INSTRUCTIONS TO FOLLOW -
Each record that follows should be repeated exactly, minus any images.

[Items from a data source]
*-*-*
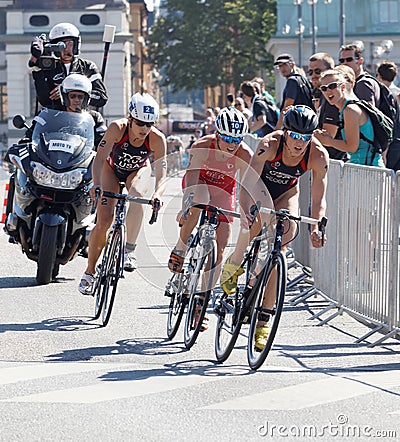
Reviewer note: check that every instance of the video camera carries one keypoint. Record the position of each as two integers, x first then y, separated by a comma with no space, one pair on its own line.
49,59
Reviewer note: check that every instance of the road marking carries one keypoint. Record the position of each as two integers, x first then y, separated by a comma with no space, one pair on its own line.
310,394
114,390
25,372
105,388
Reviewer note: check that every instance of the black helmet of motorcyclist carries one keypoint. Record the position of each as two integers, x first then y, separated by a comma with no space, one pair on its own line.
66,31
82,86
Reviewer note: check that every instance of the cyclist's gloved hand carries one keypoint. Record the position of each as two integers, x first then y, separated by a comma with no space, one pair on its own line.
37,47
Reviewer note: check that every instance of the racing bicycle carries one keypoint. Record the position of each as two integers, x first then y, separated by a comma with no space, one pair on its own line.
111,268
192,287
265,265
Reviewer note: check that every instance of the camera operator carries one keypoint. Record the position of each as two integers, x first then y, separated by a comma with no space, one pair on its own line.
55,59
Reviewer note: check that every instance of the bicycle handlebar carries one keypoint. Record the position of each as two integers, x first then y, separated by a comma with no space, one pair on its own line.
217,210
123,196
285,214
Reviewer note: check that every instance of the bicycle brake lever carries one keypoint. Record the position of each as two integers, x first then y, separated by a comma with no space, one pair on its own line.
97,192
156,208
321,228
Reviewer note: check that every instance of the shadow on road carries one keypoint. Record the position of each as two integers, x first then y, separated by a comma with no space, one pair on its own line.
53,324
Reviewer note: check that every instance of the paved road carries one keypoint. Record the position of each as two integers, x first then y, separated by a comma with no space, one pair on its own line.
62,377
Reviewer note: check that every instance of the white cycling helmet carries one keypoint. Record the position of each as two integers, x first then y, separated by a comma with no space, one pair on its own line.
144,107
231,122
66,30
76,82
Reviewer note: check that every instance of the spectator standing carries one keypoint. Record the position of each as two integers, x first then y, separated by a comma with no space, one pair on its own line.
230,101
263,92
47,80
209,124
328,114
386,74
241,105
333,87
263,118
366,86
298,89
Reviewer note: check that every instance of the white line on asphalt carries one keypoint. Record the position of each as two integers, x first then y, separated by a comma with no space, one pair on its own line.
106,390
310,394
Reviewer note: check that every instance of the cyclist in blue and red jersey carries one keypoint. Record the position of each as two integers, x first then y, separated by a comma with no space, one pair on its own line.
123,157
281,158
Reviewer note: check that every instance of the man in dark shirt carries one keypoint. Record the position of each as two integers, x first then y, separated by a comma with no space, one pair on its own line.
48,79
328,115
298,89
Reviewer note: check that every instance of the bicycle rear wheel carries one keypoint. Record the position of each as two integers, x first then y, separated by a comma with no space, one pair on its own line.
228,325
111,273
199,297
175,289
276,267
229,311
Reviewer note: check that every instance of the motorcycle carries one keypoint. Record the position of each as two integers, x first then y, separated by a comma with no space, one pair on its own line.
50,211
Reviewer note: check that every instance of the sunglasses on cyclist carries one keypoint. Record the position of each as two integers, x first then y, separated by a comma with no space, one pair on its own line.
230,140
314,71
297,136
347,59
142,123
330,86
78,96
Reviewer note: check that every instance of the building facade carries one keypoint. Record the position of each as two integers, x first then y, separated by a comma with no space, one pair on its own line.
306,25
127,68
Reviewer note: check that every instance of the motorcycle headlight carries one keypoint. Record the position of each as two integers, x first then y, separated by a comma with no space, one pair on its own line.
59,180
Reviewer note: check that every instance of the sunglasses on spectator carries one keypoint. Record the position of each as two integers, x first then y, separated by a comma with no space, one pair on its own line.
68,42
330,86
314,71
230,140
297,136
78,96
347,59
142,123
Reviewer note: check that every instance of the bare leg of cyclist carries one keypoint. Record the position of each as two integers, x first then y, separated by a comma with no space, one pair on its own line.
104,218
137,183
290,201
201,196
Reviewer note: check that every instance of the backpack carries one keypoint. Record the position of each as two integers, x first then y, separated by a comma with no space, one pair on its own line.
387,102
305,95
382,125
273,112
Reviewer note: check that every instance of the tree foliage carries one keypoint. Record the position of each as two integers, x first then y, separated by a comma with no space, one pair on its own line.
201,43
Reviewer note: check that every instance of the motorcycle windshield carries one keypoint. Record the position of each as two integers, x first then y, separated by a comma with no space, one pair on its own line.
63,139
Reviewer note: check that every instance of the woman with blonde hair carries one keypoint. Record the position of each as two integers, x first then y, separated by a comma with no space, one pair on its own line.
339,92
*-*-*
TASK ANSWER -
Reviewer note: check that every instance of the video camera carries one keypoint. Record the position of each as two integers, x first then y, separated by a comma with no space, one pair on its own line.
49,59
Reviewer note: check that every instance of the road marking carries one keypoint. Record the position of each as two integers, x first then y, separated by a comma with no space, one pair on its own line.
310,394
114,390
25,372
105,388
Reviewer note: check that every instance of the black helmet of motorcyclist carries one keypoint. Record the position of each as two integers, x first then y, separated by a comma with no space, one pair on its own line.
66,31
82,86
Reviewer note: check that every instance of the cyclist's gloved hand carries one keypoint. Record the position of each as two integers, x first then y, separated by a comma with no space, one pair on its own line.
37,47
Reviewer note: check that every instance of the racing bicycle carries one keypoint. Record the position of each as two integers, x first then y, separated by a comma with no space, one pair on its own line.
111,268
192,287
265,265
Reviewer note: check that every instance of the camera operator carries one keypoint. Record the position of each as two integers, x first then y, separated by a comma with no space, one pair on its own line.
55,59
Reviewer note: check that every instance of the bicycle handlebar carries one keypoint. Record the position of each as two integers, x first then y, separated by a comma with no space, one pair on its own line.
217,210
123,196
285,214
Reviewer note: check that every instance of the bicycle brake lever carries one keypoint. Record the position of each as two integers, x first then y, separated by a comma with no space, one pair on its own line.
97,192
156,208
321,228
Reviewer note: check that every instance of the shadow on road carries one keypoint. Record the position of each as two integers, x first then y, separated by a comma with no space, one pair on its own line.
53,324
Reviewer note: check that every instance of the paved road carries one keypoint. Record the position of each as two integers, x first then y, separated by a comma with no space, one pair on its own line.
62,377
Reviewer note: check that every instance of the white cycling helmet carries one keypoint. Record the position of each as two integers, x first then y, separated by a comma with no space, one pair on its own line.
144,107
231,122
66,30
76,82
Reviewer note: check that every instance of the spectator standing carries one keypoint. Record the position of each as two integers, x first then y, separated by a comma with no space, one pair on its own line.
230,101
263,92
47,80
209,124
328,114
386,74
241,105
333,87
263,118
366,86
298,89
Reviewer note: check that every instance of the white line on asphalt carries one keypoint. Record the position of each as two integers, x first then y, separated by a comma with no space, one pair on its own line.
106,390
310,394
Reviewer note: check that every instance of the cyclist in blue and red jersey carries one keypoint. Record the position of each as two integers, x first then y, separated by a comma with no space, one pair on its own line.
123,157
281,158
Reviewer note: check that every instance of the man in dark shirt carries one keypoint. Record the position of each as two integers, x first then y, separated by a comma with no space, one pair on its own line.
48,79
328,115
298,89
Reviewer note: check that every instance of the bicycle rear wheel carries one keypoint. Record the position of each as two integers, x first then y, separated by a comma with no space, one pair on its own line.
228,325
111,273
199,297
175,289
276,267
229,311
Reviewer note: check that every instance of the motorcycle carries one keypoint. Record the position of each as two integers, x first then y, separated by a comma with no space, one pair on its own line.
50,211
Reviewer note: check that every instance of the sunglasses on cyclist carries one keypoint. Record the position of each as two integers, x first then y, separated by a comma with no space, one pair on its own line.
230,140
314,71
297,136
347,59
142,123
330,86
78,96
Reviewer note: check that every instance of the building facade carries one keypoint. Record the position of each as two integers, x first then y, separated by a comma with no space, one pair on its own line.
306,25
127,68
Reviewer note: check that every instance of the motorcycle headlight carries one keypoint. Record the position of each as two integers, x first then y, separated by a comma with no space, one pair on its own line.
59,180
Reviewer note: check that every instance of the sunglasses on spectator carries one keypoint. Record the position of each as two integers, x first then y, separated by a comma with no space, one pair on its own line.
68,42
330,86
314,71
230,140
297,136
78,96
347,59
142,123
Reviewer note: check that every instance of the bare leg of cyclist carries one keypoint. Record the position of each as two integers, x first then y, separated by a comma with no space, one pair on its own line.
104,218
137,183
290,201
201,196
Reviewer note: check that every instance of the backpack carries one keypoint. Record the position of each as two integers, x first then y, separated by a comma with no space, one pair on its own line.
387,102
305,95
382,125
273,112
Reviewer note: check that every instance of the tree foliage carries one keypoint. Record the position of each as two integers, x first then y, separated by a comma with no space, one pair on its own line.
201,43
Reviewer note: check that every instance of the motorcycle windshield carries one keypoint. Record the position of each as two integers, x first then y, separated by a comma with no space, one pair on its own line.
63,139
Reviewer note: check that every instance of the woman with blonde hair carries one keypoint. Record the position of each as two integers, x first then y, separated by a comma with no space, one pair on its own line.
339,92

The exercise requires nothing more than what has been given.